§ What you need to do
Tally the lines in the records below that contain the string "dried". Reply with the count only.

Excerpts from a detection dataset
>> start

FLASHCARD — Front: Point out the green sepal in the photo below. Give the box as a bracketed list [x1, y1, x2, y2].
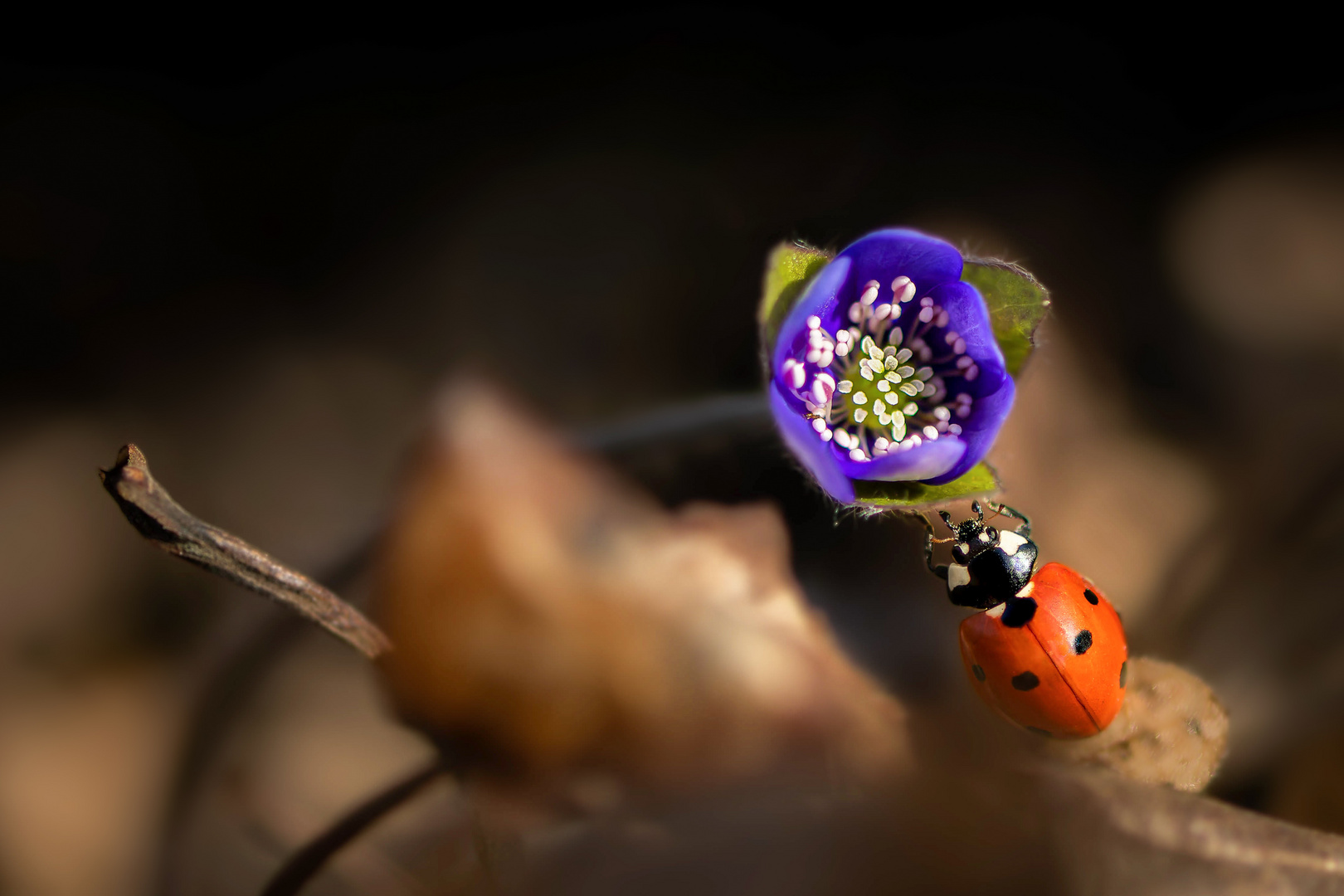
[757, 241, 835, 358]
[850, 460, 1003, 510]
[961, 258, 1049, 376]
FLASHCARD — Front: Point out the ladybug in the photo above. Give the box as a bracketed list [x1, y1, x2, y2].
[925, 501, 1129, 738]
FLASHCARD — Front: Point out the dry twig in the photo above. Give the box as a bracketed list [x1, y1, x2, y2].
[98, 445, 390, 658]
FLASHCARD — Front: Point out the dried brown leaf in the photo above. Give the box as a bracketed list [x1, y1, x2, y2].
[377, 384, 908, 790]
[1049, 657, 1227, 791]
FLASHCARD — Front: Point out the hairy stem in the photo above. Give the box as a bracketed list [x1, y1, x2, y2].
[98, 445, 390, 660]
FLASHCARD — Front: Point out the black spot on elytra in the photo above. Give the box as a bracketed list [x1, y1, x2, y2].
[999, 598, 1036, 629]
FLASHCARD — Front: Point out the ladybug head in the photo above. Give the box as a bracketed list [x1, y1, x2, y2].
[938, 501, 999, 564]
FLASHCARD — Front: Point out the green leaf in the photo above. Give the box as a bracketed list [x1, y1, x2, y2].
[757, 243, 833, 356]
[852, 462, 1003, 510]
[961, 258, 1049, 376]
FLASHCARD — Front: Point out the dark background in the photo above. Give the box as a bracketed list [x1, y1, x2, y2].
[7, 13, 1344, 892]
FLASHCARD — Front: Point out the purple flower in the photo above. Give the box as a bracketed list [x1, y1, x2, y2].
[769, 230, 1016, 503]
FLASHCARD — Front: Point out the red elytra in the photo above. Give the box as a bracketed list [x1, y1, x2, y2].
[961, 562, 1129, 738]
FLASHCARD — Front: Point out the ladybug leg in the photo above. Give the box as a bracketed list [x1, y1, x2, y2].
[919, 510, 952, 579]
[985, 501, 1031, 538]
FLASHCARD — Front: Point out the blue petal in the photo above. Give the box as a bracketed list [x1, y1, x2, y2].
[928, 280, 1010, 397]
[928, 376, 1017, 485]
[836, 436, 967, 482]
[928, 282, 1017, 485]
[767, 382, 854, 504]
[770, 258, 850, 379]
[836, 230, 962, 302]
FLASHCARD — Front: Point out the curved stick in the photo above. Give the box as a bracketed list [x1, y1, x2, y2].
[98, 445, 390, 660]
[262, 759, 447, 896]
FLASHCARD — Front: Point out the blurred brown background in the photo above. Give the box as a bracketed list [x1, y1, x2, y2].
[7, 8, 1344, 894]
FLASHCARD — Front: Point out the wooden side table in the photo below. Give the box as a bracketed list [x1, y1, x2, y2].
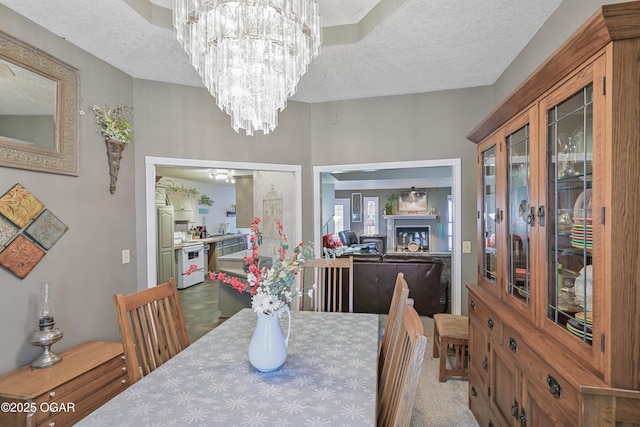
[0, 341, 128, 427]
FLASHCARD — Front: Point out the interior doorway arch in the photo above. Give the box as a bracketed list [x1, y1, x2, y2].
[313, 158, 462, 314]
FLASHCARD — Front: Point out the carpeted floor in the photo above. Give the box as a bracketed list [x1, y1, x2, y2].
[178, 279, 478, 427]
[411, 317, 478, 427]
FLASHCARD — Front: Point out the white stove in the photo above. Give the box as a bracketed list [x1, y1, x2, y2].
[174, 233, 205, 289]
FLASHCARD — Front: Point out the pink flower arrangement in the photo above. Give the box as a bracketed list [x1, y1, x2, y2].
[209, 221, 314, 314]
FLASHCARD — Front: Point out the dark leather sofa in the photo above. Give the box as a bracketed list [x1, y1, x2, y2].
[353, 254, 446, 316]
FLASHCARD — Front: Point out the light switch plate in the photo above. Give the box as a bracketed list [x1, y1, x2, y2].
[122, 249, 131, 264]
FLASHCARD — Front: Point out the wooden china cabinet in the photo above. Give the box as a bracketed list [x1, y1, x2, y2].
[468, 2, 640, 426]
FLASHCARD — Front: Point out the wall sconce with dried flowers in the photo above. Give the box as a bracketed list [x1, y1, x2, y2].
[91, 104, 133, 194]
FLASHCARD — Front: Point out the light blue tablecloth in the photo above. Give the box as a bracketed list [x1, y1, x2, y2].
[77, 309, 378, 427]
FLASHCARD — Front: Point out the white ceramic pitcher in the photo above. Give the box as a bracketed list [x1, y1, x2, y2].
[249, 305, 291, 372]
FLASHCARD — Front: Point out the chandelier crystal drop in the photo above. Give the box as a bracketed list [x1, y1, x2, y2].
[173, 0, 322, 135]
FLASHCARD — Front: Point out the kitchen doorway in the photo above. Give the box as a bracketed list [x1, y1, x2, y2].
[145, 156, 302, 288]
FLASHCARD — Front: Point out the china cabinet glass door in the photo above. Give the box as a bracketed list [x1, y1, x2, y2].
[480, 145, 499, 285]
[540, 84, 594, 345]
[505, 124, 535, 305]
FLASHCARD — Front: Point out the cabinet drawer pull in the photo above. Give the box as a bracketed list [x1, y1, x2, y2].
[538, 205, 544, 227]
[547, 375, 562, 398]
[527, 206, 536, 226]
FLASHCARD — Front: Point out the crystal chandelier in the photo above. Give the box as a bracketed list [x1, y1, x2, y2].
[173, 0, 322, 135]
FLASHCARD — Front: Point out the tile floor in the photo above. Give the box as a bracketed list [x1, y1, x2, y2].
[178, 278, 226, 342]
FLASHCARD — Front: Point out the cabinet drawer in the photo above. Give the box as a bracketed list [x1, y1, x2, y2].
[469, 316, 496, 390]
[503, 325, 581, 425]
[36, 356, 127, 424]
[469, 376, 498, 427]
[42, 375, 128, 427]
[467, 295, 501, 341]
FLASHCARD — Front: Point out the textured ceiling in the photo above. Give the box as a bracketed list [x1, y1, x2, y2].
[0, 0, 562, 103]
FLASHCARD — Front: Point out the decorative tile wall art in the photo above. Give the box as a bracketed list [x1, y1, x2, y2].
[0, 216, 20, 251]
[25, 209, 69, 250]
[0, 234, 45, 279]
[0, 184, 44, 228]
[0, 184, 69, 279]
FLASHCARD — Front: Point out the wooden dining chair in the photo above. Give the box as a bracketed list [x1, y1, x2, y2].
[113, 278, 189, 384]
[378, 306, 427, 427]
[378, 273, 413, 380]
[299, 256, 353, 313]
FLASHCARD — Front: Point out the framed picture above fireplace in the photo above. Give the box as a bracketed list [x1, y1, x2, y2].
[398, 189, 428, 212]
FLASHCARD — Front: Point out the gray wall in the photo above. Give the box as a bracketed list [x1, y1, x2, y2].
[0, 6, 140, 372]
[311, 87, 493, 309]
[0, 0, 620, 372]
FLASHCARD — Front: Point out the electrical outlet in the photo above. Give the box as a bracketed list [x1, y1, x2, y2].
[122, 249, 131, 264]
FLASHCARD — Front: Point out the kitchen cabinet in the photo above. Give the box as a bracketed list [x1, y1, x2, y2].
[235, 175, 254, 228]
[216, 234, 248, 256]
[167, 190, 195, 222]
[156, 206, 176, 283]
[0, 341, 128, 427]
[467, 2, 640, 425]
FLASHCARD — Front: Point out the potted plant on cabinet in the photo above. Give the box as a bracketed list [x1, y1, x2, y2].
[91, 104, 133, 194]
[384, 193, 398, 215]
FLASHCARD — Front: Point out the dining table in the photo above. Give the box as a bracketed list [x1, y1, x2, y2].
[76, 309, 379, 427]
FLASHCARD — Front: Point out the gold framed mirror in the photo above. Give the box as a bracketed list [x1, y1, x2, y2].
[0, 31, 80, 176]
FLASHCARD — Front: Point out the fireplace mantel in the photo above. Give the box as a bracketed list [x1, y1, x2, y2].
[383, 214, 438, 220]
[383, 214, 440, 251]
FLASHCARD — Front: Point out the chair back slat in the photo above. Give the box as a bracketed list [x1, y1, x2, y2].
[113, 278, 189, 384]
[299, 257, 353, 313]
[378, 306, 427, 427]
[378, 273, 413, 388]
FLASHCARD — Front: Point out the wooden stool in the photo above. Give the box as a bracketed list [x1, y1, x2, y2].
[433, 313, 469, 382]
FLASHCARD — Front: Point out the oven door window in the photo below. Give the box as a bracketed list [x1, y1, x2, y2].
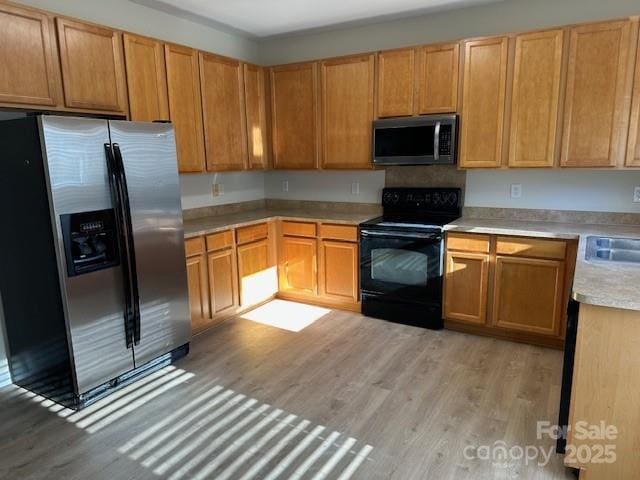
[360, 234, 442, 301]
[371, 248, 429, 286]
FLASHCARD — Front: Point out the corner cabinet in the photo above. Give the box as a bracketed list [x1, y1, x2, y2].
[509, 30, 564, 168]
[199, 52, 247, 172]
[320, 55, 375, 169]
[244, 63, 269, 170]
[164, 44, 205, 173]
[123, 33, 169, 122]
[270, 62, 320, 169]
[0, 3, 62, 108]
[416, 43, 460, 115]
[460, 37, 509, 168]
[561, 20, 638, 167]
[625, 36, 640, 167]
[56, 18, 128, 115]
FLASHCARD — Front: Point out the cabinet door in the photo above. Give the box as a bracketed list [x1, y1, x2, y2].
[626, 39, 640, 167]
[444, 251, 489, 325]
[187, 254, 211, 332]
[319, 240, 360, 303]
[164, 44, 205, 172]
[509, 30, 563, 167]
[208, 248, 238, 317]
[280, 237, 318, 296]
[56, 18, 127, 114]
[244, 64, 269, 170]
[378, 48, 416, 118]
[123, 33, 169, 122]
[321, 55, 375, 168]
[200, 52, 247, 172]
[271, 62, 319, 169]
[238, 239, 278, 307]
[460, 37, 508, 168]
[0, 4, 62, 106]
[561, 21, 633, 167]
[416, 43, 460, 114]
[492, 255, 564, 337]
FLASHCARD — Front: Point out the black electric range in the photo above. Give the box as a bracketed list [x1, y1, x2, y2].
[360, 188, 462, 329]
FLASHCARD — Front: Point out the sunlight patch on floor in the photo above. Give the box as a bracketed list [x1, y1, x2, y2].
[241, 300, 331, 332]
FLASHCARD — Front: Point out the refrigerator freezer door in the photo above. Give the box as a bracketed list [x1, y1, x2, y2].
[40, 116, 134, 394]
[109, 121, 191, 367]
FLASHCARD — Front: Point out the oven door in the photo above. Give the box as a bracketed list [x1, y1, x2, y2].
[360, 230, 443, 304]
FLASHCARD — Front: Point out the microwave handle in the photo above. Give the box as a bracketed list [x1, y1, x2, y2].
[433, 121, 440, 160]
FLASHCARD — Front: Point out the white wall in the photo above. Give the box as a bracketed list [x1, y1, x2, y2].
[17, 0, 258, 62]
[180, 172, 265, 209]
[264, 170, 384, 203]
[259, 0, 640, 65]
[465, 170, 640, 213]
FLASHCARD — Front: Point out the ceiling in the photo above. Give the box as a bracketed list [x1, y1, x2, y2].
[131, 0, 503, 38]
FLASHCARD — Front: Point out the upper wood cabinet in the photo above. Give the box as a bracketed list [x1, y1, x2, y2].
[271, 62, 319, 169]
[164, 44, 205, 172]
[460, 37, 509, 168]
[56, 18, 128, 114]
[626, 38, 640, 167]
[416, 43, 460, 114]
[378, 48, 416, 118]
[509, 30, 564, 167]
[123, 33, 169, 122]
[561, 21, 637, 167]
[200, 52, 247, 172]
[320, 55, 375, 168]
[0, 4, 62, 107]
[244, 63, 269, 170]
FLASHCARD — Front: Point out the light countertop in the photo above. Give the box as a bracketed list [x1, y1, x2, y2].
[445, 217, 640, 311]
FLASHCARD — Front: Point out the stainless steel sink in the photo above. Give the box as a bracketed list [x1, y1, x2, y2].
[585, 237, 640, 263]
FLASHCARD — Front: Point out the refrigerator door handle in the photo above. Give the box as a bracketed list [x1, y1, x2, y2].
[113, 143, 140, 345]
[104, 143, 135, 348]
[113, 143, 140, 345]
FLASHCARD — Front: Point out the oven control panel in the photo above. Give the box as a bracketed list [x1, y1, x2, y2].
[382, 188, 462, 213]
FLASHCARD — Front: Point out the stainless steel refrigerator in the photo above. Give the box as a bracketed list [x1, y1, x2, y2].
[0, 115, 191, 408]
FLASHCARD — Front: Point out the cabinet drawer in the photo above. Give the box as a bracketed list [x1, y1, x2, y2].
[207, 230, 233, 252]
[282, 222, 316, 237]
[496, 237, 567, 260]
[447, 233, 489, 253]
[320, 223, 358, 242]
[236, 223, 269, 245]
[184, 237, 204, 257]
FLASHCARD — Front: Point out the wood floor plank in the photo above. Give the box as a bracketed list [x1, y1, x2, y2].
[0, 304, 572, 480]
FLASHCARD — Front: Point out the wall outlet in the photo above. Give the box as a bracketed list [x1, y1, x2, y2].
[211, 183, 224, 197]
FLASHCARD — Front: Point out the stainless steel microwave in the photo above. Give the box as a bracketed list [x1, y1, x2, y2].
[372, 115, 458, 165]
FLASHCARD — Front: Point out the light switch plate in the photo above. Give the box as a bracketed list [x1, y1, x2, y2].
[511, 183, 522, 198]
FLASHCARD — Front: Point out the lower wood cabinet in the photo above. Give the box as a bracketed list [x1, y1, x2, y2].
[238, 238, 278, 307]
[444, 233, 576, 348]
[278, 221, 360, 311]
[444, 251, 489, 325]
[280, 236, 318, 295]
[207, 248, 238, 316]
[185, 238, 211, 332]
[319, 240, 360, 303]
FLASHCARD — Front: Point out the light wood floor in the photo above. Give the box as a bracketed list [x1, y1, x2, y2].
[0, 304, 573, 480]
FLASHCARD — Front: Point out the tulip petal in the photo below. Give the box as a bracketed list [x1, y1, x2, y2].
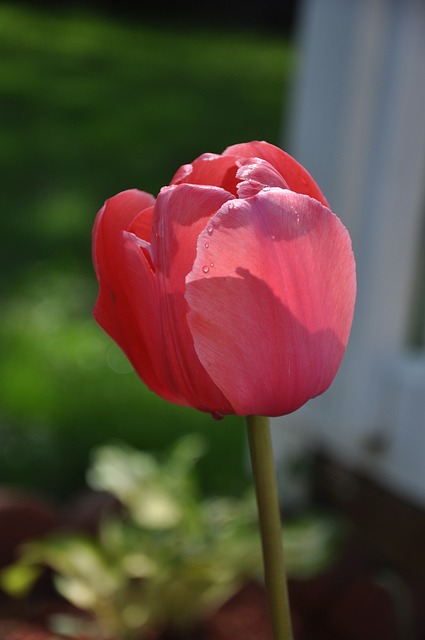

>> end

§ Solution for this exercise
2